Write out the entries below once more, exactly.

◆ ◆ ◆

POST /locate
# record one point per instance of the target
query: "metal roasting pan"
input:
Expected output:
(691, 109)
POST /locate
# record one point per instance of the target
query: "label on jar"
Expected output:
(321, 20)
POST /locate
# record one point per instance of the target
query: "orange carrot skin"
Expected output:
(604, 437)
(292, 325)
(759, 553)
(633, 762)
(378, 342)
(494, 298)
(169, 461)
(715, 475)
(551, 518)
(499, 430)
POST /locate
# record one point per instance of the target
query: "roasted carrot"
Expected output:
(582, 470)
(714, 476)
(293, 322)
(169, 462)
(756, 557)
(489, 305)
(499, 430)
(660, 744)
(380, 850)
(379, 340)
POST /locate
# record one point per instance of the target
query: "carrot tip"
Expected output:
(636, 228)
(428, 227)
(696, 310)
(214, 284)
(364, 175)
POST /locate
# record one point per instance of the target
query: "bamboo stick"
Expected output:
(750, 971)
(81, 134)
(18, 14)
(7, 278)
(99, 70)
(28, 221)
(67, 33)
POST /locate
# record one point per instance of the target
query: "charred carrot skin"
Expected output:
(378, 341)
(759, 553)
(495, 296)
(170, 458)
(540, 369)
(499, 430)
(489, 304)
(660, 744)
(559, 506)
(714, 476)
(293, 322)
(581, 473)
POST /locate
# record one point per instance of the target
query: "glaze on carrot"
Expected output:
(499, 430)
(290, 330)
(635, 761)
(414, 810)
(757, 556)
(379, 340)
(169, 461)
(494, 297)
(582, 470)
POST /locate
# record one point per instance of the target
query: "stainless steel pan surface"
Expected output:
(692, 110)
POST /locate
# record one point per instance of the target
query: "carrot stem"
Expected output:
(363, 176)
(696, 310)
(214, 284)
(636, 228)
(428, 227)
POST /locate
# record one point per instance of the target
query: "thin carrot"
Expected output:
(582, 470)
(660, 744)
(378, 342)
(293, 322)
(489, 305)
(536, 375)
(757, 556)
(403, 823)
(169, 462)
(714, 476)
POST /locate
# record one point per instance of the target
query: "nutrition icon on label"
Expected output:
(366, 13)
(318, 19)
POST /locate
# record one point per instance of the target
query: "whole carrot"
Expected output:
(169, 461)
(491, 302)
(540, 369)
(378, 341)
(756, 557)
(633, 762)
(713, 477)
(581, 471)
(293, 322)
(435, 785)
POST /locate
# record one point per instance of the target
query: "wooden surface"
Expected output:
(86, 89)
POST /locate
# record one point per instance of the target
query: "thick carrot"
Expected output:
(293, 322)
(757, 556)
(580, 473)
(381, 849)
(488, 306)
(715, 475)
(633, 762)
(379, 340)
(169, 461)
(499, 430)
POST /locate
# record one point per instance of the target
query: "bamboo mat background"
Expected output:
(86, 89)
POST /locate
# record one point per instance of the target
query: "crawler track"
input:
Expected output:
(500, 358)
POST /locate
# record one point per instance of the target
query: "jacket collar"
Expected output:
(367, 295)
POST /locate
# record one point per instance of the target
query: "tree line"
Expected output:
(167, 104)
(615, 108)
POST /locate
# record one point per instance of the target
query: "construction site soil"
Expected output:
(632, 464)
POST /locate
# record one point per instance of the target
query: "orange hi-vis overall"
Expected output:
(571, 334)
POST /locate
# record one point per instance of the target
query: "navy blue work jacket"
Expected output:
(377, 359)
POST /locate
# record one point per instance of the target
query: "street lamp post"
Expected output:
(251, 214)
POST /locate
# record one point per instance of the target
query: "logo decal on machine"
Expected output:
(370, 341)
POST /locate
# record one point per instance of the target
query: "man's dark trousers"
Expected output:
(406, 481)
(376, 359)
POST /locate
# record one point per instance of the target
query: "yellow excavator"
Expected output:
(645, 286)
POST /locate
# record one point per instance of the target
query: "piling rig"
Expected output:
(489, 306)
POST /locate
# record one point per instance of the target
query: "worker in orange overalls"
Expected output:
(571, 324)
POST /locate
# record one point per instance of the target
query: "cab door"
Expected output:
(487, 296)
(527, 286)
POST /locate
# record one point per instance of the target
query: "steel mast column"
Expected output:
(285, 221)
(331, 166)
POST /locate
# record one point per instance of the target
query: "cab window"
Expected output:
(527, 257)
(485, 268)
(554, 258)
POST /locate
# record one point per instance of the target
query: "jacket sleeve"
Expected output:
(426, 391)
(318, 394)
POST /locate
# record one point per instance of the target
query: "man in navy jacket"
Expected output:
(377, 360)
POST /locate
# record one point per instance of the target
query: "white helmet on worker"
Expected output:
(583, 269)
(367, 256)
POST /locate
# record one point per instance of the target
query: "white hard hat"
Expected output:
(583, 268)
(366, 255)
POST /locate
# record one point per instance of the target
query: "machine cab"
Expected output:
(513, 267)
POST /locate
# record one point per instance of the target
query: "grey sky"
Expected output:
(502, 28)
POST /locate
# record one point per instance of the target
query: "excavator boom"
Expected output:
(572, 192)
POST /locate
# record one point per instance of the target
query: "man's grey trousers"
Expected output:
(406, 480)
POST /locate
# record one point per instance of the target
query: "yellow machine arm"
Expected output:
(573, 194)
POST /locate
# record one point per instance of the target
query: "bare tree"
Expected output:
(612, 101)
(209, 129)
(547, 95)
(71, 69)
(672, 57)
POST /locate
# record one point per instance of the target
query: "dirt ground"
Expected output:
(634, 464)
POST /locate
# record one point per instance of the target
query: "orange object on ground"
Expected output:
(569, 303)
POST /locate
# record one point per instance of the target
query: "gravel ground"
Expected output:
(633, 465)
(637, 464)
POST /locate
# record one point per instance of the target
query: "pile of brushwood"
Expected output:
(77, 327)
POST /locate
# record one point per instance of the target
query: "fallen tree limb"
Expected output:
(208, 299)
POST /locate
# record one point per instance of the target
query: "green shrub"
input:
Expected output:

◆ ◆ ◆

Solution to this exercise:
POST /locate
# record one point per instance of the target
query: "metal roasting pan"
input:
Expected output:
(691, 109)
POST /locate
# record one point per instance of the target
query: "label on jar"
Expected output:
(321, 20)
POST /locate
# record one point per instance of the target
query: "orange carrot skin"
Expected output:
(604, 437)
(292, 325)
(759, 553)
(633, 762)
(378, 342)
(494, 298)
(169, 461)
(715, 475)
(551, 518)
(499, 430)
POST /locate
# record one point per instance of the target
query: "roasted carrot"
Expected output:
(582, 470)
(714, 476)
(293, 322)
(169, 462)
(756, 557)
(489, 305)
(499, 430)
(660, 744)
(380, 850)
(379, 340)
POST /locate
# record one point per instance of the target
query: "carrot tip"
Expected output:
(636, 228)
(428, 227)
(696, 310)
(214, 284)
(364, 175)
POST /locate
# record one point per instance of the target
query: "bamboo stick"
Expected output:
(750, 971)
(81, 134)
(18, 14)
(7, 278)
(99, 70)
(28, 221)
(67, 33)
POST /locate
# record one point per instance of the target
query: "charred carrot skin"
Expected output:
(378, 341)
(759, 553)
(495, 296)
(170, 458)
(540, 369)
(499, 430)
(489, 304)
(660, 744)
(559, 506)
(714, 476)
(293, 322)
(581, 473)
POST /locate
# record one point per instance of the target
query: "glaze on carrot"
Expected output:
(499, 430)
(290, 330)
(635, 761)
(414, 810)
(757, 556)
(379, 340)
(169, 461)
(494, 297)
(582, 470)
POST /locate
# record one point per instance of the target
query: "stainless steel pan surface"
Expected output:
(692, 110)
POST /locate
# record one point per instance of the target
query: "carrot stem"
Expected output:
(363, 176)
(696, 310)
(214, 284)
(636, 228)
(428, 227)
POST /locate
# record one point per instance of the target
query: "thin carrot"
Expected output:
(582, 470)
(660, 744)
(378, 342)
(293, 322)
(489, 305)
(536, 375)
(757, 556)
(403, 823)
(169, 462)
(714, 476)
POST /locate
# record one point per instance of the target
query: "nutrition icon on label"
Expected output:
(366, 13)
(318, 19)
POST /locate
# record one point per instance of the target
query: "whole carrot"
Expected output:
(169, 461)
(491, 302)
(540, 369)
(378, 341)
(756, 557)
(633, 762)
(713, 477)
(581, 471)
(293, 322)
(435, 785)
POST /locate
# record one point per instance of the target
query: "wooden surface"
Expected output:
(86, 89)
POST /locate
# record one point per instance of the target
query: "thick carrot"
Expected output:
(293, 322)
(757, 556)
(580, 473)
(381, 849)
(488, 306)
(715, 475)
(633, 762)
(379, 340)
(169, 461)
(499, 430)
POST /locate
# record one point per instance of the target
query: "bamboo mat background"
Expected output:
(86, 89)
POST /locate
# record one point per instance of the target
query: "crawler track"
input:
Expected output:
(500, 358)
POST /locate
# record one point per instance of the target
query: "jacket collar"
Expected output:
(367, 295)
POST /locate
# record one point per instance of the target
query: "tree line"
Expected output:
(167, 104)
(615, 108)
POST /locate
# record one point per instance of the target
query: "construction site soil"
Expected output:
(632, 464)
POST /locate
# record one point per instance of the target
query: "orange hi-vis overall"
Expected output:
(571, 334)
POST /locate
# record one point per instance of the target
query: "navy blue work jacket"
Expected output:
(377, 359)
POST /locate
# record one point per instance of the target
query: "street lamp post"
Expected output:
(251, 214)
POST /locate
# record one point per instance of the target
query: "logo decal on machine"
Expected output:
(370, 341)
POST /locate
# record one point per instance of the target
query: "man's dark trousers"
Expected output:
(406, 481)
(376, 359)
POST /locate
# record one point per instance of the target
query: "yellow excavator"
Expected output:
(645, 286)
POST /locate
# record one point per instance of the target
query: "piling rig"
Expected output:
(489, 306)
POST /locate
# record one point per instance of the target
query: "worker in orange overalls"
Expected output:
(571, 324)
POST /locate
# record one point per instance of the target
query: "cab door"
Expected output:
(487, 296)
(527, 286)
POST /locate
# record one point per instance of the target
query: "steel mast column"
Expected output:
(285, 221)
(331, 166)
POST /locate
# record one point per instance of the target
query: "cab window"
Expected output:
(527, 257)
(485, 268)
(554, 258)
POST /locate
# record one point per instance of the target
query: "jacket sleeve"
Expected output:
(426, 391)
(318, 394)
POST /locate
# record one point per instance of the target
query: "man in navy jacket"
Expected output:
(377, 360)
POST /locate
# record one point per instance of the target
query: "white helmet on worker"
Expected output:
(583, 269)
(367, 256)
POST /locate
# record one point per instance of the target
query: "white hard hat"
Expected output:
(583, 268)
(366, 255)
POST /locate
# record one point per instance of the target
query: "machine cab"
Expected output:
(513, 267)
POST /locate
# record one point per instance of the target
query: "grey sky"
Expected output:
(502, 28)
POST /locate
# record one point per instance of the target
query: "excavator boom"
Expected output:
(572, 192)
POST /locate
# record one point per instance of the target
query: "man's grey trousers"
Expected output:
(406, 480)
POST /locate
# record one point per instance of the target
query: "yellow machine arm"
Expected output:
(573, 194)
POST /locate
# record one point per instance of the target
query: "bare tree"
Expected output:
(612, 101)
(209, 129)
(547, 95)
(71, 69)
(672, 57)
POST /locate
# record one point per instance of the target
query: "dirt ground"
Expected output:
(634, 464)
POST /locate
# record one point per instance of the target
query: "orange object on ground"
Expected output:
(569, 303)
POST /locate
# record one point per instance of the target
query: "gravel ground"
Expected output:
(633, 465)
(637, 464)
POST /locate
# record one point per instance of the target
query: "pile of brushwood"
Expected output:
(77, 327)
POST /locate
# record one point per instance of the target
query: "fallen tree limb"
Expected output:
(208, 299)
POST /locate
# record one point per instance of the target
query: "green shrub"
input:
Expected output:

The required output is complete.